PROBLEM DESCRIPTION:
Every line of the records below should be restated exactly.
-- start MATERIAL --
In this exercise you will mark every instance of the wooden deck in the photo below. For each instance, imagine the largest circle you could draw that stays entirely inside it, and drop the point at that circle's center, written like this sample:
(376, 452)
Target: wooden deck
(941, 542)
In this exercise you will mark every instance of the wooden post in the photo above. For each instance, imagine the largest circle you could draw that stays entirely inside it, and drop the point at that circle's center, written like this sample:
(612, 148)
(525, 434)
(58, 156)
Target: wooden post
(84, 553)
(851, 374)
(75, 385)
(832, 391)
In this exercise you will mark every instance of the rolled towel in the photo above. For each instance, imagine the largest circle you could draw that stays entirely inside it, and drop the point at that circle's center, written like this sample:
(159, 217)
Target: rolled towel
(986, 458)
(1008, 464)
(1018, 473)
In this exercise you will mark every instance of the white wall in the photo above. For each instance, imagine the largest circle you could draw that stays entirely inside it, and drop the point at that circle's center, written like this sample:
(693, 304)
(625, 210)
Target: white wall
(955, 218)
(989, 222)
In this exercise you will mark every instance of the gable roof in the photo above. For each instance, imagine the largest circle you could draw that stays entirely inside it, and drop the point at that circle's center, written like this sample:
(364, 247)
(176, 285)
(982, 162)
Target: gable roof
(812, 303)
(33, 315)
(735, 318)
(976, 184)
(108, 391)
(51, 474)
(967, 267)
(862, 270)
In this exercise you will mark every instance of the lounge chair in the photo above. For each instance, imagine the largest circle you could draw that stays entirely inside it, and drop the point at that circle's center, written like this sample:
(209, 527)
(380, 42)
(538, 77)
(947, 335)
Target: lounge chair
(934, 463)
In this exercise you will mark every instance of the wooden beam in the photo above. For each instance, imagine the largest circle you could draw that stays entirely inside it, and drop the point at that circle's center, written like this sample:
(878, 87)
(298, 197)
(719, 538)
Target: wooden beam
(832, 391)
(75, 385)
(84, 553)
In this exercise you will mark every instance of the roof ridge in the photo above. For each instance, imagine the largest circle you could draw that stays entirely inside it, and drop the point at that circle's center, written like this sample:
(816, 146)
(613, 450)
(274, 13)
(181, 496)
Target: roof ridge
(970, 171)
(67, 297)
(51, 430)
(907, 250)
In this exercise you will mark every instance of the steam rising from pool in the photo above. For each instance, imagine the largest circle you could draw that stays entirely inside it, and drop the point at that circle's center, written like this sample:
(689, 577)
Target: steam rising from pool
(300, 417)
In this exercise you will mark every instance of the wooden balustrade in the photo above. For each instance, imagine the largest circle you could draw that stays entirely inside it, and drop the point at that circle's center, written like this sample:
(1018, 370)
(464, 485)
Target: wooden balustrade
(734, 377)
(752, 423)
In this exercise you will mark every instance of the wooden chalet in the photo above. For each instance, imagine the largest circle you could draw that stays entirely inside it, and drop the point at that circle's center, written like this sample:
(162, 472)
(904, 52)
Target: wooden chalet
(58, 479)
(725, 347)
-- end MATERIAL --
RESPONSE TO THIS EXERCISE:
In this exercise you will mark every instance of the wooden deck in the photo below. For each instance, imagine the largest circle you could draw that stays entirely inside it, and drop the point at that circle's center, written like this sample:
(376, 452)
Target: wooden deck
(941, 542)
In this exercise you will mark every instance of the wooden post in the photo above. For each instance, imagine the largest circle you could draw that stays entirely inside it, and drop the point at that circle's center, written like this sample:
(612, 148)
(525, 434)
(58, 156)
Target: wooden post
(84, 553)
(851, 374)
(75, 385)
(832, 391)
In this exercise you will mark every instance of the rolled towel in the photo above. For each instance, imagine the largest circle you could draw that stays entirely inside it, and drop the point at that circle's center, written like this sample:
(159, 217)
Target: rolled towel
(986, 458)
(1008, 464)
(1018, 473)
In this exercise you will mark every instance of the white wall in the photo above. For each instance, imagine the largest circle you could draw that stays entirely inside it, and drop the point at that circle's center, written like this sample:
(693, 304)
(625, 210)
Target: white wall
(955, 218)
(989, 222)
In this exercise you will mark every instance of the gable roof in the photo above. For each instance, imagine the largest circle you could draw that stays entirely inside it, and drop the point at that circle's center, written like this sample:
(364, 247)
(176, 285)
(982, 162)
Target: gable roof
(812, 303)
(33, 315)
(735, 318)
(976, 184)
(108, 391)
(51, 474)
(967, 267)
(862, 270)
In this exercise you will mark every instance of the lounge chair in the photo above. For each instance, imagine the largest circle you could draw that stays entirely inside it, and drop the point at that circle's center, written like this sample:
(209, 527)
(380, 42)
(538, 77)
(947, 335)
Target: lounge chair
(934, 463)
In this exercise you will mark every instance of the wooden beam in the photo above. For each instance, imagine the largest circle you could draw that stays entirely inside it, and drop the point at that circle's center, written like this sample:
(878, 87)
(298, 197)
(719, 538)
Target: wooden beam
(832, 391)
(75, 385)
(84, 553)
In this exercise you will mark every instance of the roof ridge in the photo above. For each instance, imagine the largest circle you could draw that stays entirely inside it, and drop the point at that circle's center, written like this sample:
(816, 146)
(613, 450)
(274, 13)
(181, 496)
Target: roof ridge
(970, 171)
(67, 297)
(51, 430)
(907, 250)
In this exercise you will mark every instance of the steam rising from pool in the photo above. For each instance, imagine the largest circle you could draw that stays entirely inside it, and drop the point at that circle's center, written like this sample:
(689, 577)
Target: steam rising from pool
(300, 417)
In this exercise you will mark every instance of the wooden balustrade in the photo above. For each instance, imagine the largest circle you could draw that stays entirely inside it, and drop the point at that circle's center, written like this sample:
(1018, 370)
(464, 485)
Target: wooden balustrade
(734, 377)
(752, 423)
In this exercise you will mark every instance of the wooden chalet in the photo above. For each instance, imagine the largest circle you could draw that stays entirely inside it, and drop the point at that circle's center, written like this sample:
(162, 472)
(904, 52)
Target: wooden chalet
(58, 479)
(725, 347)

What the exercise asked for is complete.